— STATED GOAL —
Convert every line of the records below into a numbered list, skipping any blank lines and leaving out the pictures.
── PROVIDED RECORDS
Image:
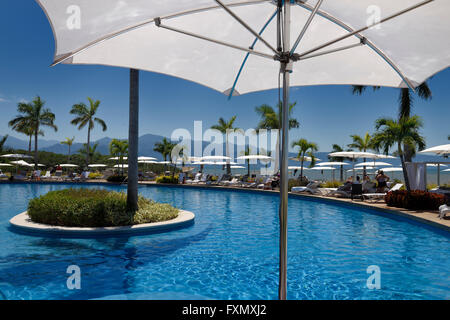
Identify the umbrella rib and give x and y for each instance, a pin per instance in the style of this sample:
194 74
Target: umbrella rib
247 55
251 51
318 54
327 44
306 26
246 26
────
— RESPONSE TO THE EXERCISE —
1. Image:
2. Identify the umbrella rib and give x and y for each instance, a pin per instance in the style of this sample:
3. 194 74
4. Target: umbrella rib
5. 247 55
6. 251 51
7. 318 54
8. 327 44
9. 306 26
10. 246 26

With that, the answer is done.